Source passage Block Start
HOBIT

HOBIT - Hyperbaric Oxygen Brain Injury Treatment Trial 

Registered with ClinicalTrials.gov: NCT02407028

NIH Project Number: 1U01NS095926-01A1

Status: Enrolling

There continues to be an overarching problem of high mortality and poor outcome for victims of severe traumatic brain injury (TBI). Preclinical and clinical investigations indicate that hyperbaric oxygen (HBO2) has a positive impact on reducing brain injury and improving outcomes in severe TBI. By markedly increasing oxygen (O2) delivery to the traumatized brain, HBO2 can reverse the lack of O2 that precipitates cellular energy failure and subsequent brain cell death. In past clinical investigations, HBO2 in comparison to standard care has significantly improved energy production in the brain and improved clinical outcome. However, prior to a formal phase III definitive efficacy study, important information is required regarding optimizing the HBO2 treatment schedule to be instituted in terms of pressure and frequency and other parameters. The lungs in severe TBI patients have frequently been compromised by direct lung injury and/or acquired ventilator pneumonia and are susceptible to O2 toxicity. It is essential to determine the most effective HBO2 dose schedule without producing O2 toxicity and clinical complications.

Hyperbaric Oxygen Brain Injury Treatment Trial (HOBIT) is a proposed adaptive clinical trial designed to answer these questions and to provide important data to plan a definitive phase III efficacy trial. Primary aims of this trial are to select, patients with severe TBI, the combination of HBO2 treatment parameters that is most likely to demonstrate improvement in the outcome of severe TBI patients in a subsequent phase III trial. Also, the trial will determine, patients with severe TBI, whether there is a > 50% probability of HBO2 treatment demonstrating improvement in the outcome of severe TBI in a subsequent confirmatory phase III trial. This trial will enroll 200 subjects over 3 1/2 years. This trial is supported and sponsored by the SIREN-NETT Network which is funded by the National Institutes of Neurologic Disease and Stroke to conduct clinical trials such as the one described.
Source passage Block End
#### Work instructions
1 – For each statement, say yes or no depending on whether the HOBIT description agrees with it, and quote the words that decide it. (a) The trial will enroll 200 subjects over 3 1/2 years. (b) The trial's status is listed as completed. (c) The lungs of severe TBI patients are described as resistant to O2 toxicity.
2 – List every abbreviation that the HOBIT description gives along with its full form, and pair each with that full form.
3 – From the HOBIT description, copy the passage from "Hyperbaric Oxygen Brain Injury Treatment Trial (HOBIT)" to "the one described." word for word.
The rows after this point are separate material and are not part of the HOBIT description.
Information given Block Start
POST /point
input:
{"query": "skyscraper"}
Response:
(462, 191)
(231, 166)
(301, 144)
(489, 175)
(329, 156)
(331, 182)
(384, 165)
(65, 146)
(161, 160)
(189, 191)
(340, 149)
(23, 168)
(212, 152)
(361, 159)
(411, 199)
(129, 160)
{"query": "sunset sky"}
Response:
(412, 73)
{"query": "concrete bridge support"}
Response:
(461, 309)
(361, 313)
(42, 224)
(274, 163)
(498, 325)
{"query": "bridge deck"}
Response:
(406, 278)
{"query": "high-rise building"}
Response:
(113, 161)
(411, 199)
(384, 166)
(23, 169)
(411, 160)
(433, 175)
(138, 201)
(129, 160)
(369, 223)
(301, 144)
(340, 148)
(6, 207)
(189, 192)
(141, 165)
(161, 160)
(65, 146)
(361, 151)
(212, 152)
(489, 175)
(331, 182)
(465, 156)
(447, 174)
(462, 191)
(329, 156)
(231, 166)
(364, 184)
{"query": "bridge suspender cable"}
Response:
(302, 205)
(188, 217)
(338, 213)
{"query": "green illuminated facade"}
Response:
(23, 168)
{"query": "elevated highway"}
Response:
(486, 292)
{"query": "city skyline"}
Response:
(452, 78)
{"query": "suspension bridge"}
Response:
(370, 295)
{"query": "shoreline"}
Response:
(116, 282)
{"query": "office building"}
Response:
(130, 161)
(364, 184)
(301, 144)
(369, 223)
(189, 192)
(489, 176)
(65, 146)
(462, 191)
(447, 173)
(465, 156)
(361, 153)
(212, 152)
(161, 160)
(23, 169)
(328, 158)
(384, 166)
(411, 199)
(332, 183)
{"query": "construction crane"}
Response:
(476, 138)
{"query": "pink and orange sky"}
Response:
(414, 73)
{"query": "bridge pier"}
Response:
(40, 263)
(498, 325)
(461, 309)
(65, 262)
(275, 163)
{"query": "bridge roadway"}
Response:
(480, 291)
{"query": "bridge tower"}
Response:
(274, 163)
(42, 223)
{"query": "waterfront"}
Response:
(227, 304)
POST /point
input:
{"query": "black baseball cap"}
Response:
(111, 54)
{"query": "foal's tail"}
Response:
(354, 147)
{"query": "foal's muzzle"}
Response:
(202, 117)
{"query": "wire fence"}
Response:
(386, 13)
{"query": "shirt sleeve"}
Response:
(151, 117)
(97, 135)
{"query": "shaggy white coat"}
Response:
Information given Block End
#### Answer set
1 –
(a) Yes: "This trial will enroll 200 subjects over 3 1/2 years."
(b) No: "Status: Enrolling"
(c) No: "are susceptible to O2 toxicity"

2 –
HOBIT: Hyperbaric Oxygen Brain Injury Treatment Trial
TBI: traumatic brain injury
HBO2: hyperbaric oxygen
O2: oxygen

3 –
Hyperbaric Oxygen Brain Injury Treatment Trial (HOBIT) is a proposed adaptive clinical trial designed to answer these questions and to provide important data to plan a definitive phase III efficacy trial. Primary aims of this trial are to select, patients with severe TBI, the combination of HBO2 treatment parameters that is most likely to demonstrate improvement in the outcome of severe TBI patients in a subsequent phase III trial. Also, the trial will determine, patients with severe TBI, whether there is a > 50% probability of HBO2 treatment demonstrating improvement in the outcome of severe TBI in a subsequent confirmatory phase III trial. This trial will enroll 200 subjects over 3 1/2 years. This trial is supported and sponsored by the SIREN-NETT Network which is funded by the National Institutes of Neurologic Disease and Stroke to conduct clinical trials such as the one described.